# EXERCISE AIM
Reproduce the stretch of entries from the line containing "of the concrete" through the line containing "[[524, 27]]", requests included, with each answer coordinate multiplied by 0.55 and rounded to a whole number, halves rounded up. Give only those lines.

[Entries from a point annotation set]

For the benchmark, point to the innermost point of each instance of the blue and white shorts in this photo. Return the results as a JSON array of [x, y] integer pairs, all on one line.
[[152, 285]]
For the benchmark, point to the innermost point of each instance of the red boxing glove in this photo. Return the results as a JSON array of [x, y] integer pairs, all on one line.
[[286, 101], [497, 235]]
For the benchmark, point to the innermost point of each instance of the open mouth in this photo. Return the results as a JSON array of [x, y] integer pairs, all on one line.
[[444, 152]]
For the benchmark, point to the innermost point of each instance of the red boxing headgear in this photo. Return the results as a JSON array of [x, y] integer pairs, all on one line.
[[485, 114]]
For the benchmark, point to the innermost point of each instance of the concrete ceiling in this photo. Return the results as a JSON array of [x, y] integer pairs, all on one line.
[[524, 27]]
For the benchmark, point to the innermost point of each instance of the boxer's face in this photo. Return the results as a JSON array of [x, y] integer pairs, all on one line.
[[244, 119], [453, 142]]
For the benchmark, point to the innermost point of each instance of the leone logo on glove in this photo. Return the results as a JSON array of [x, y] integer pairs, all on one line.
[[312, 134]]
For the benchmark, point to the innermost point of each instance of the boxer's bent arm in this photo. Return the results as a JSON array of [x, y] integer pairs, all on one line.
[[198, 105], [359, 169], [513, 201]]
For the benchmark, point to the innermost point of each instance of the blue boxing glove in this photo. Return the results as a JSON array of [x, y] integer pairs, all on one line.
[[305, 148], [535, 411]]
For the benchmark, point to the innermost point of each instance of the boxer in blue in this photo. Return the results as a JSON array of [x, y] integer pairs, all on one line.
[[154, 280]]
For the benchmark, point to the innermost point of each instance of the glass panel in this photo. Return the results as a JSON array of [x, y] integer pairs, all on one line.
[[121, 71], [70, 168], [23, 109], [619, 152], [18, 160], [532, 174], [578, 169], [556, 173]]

# ANSWER TO THE EXERCISE
For the benchmark, point to the innermost point of each instance of the concrete ceiling in this photo. Return the results as a JSON array of [x, y] integer pairs, all on one line.
[[288, 15]]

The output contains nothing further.